Tasks and exercises:
1. List every person the article on Russia's satellite threat identifies by name, together with the title or role it gives each.
2. In the article on Russia's satellite threat, substitute "agreement" for "treaty" in the passage that begins at the words "The U.S. and" and stops after "American Enterprise Institute.".

Text extract:
++++++++++
Before Russia's satellite threat, there were Starfish Prime, nesting dolls and robotic arms


What would it mean if Russia used nuclear warheads to destroy U.S. satellites? Your home's electrical and water systems could fail. Aviation, rail and car traffic could come to a halt. Your cellphone could stop working.

These are among the reasons why there was alarm this week over reports that Russia may be pursuing nuclear weapons in space.

The White House has said the danger isn't imminent. But reports of the new anti-satellite weapon build on longstanding worries about space threats from Russia and China. So much of the country's infrastructure is now dependent on U.S. satellite communications — and those satellites have become increasingly vulnerable.

It would also not be the first time a nuclear warhead has been detonated in space, or the only capability China and Russia are pursuing to disable or destroy a U.S. satellite.

Here's a look at what's happened in the past, why Russia may be pursuing a nuclear weapon for space now, and what the U.S. is doing about all the space threats it faces.


Both Russia and the U.S. have detonated nuclear warheads in space. In the 1960s, little was known about how the relatively new weapons of mass destruction would act in the Earth's atmosphere. Both countries experimented to find out. The Soviet tests were called Project K and took place from 1961 to 1962. The U.S. conducted 11 tests of its own, and the largest, and first successful, test was known as Starfish Prime, said Stephen Schwartz, a non-resident senior fellow at the Bulletin of Atomic Scientists.

Starfish Prime launched in July 1962, when the U.S. sent up a 1.4-megaton thermonuclear warhead on a Thor missile and detonated it about 250 miles (400 kilometers) above the Earth.

The missile was launched about 800 miles (1,300 kilometers) from Hawaii but the effects from the tests were seen around the equator.

"The large amount of enerqy released at such a high altitude by the detonation caused widespread auroras throughout the Pacific," according to a 1982 Department of Defense report on the tests.

The blast disabled several satellites, including a British one named Ariel, as radioactive particles from the burst came in contact with them. Radio systems and the electrical grid on Hawaii were temporarily knocked out, said Hans Kristensen, director of the Nuclear Information Project at the Federation of American Scientists. The debris left satellites in its path malfunctioning "along the lines of the old Saturday matinee one-reeler," the 1982 report said.

When the former Soviet Union conducted its own test as part of Project K, it did so at a slightly lower orbit and "fried systems on the ground, including underground cables and a power plant," Kristensen said.

The U.S. and the Soviet Union signed a nuclear test ban treaty a year later, in 1963, which prohibited further testing of nuclear weapons in space.

White House national security spokesman John Kirby declined to say Thursday whether the emerging Russian weapon is nuclear capable, noting only that it would violate an international treaty that prohibits the deployment of "nuclear weapons or any other kinds of weapons of mass destruction" in orbit.


It's the ability to do that kind of damage that makes it logical that the Russians would want to put a warhead in space, especially if they see their military and economy weakened after fighting a U.S.-backed Ukraine for the past two years, said John Ferrari, a nonresident senior fellow at the American Enterprise Institute.

A space-based weapon that could cripple U.S. communications and the U.S. economy could be an intimidating equalizer, and would just be the latest development from both Russia's and China's efforts to weaponize space, he said.

In the past few years China has tested a satellite with a robotic arm that can maneuver to a system, grab it, and move it out of orbit.
++++++++++
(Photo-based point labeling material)
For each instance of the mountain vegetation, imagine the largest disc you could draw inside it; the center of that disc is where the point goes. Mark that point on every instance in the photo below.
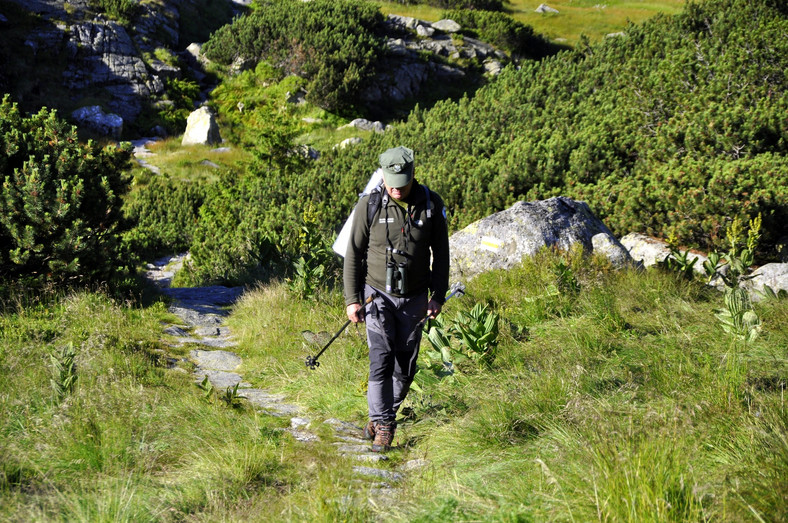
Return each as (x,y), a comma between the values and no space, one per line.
(560,390)
(60,205)
(673,130)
++++++++++
Outputs by task:
1.
- Stephen Schwartz: non-resident senior fellow at the Bulletin of Atomic Scientists
- Hans Kristensen: director of the Nuclear Information Project at the Federation of American Scientists
- John Kirby: White House national security spokesman
- John Ferrari: nonresident senior fellow at the American Enterprise Institute

2.
The U.S. and the Soviet Union signed a nuclear test ban agreement a year later, in 1963, which prohibited further testing of nuclear weapons in space.

White House national security spokesman John Kirby declined to say Thursday whether the emerging Russian weapon is nuclear capable, noting only that it would violate an international agreement that prohibits the deployment of "nuclear weapons or any other kinds of weapons of mass destruction" in orbit.


It's the ability to do that kind of damage that makes it logical that the Russians would want to put a warhead in space, especially if they see their military and economy weakened after fighting a U.S.-backed Ukraine for the past two years, said John Ferrari, a nonresident senior fellow at the American Enterprise Institute.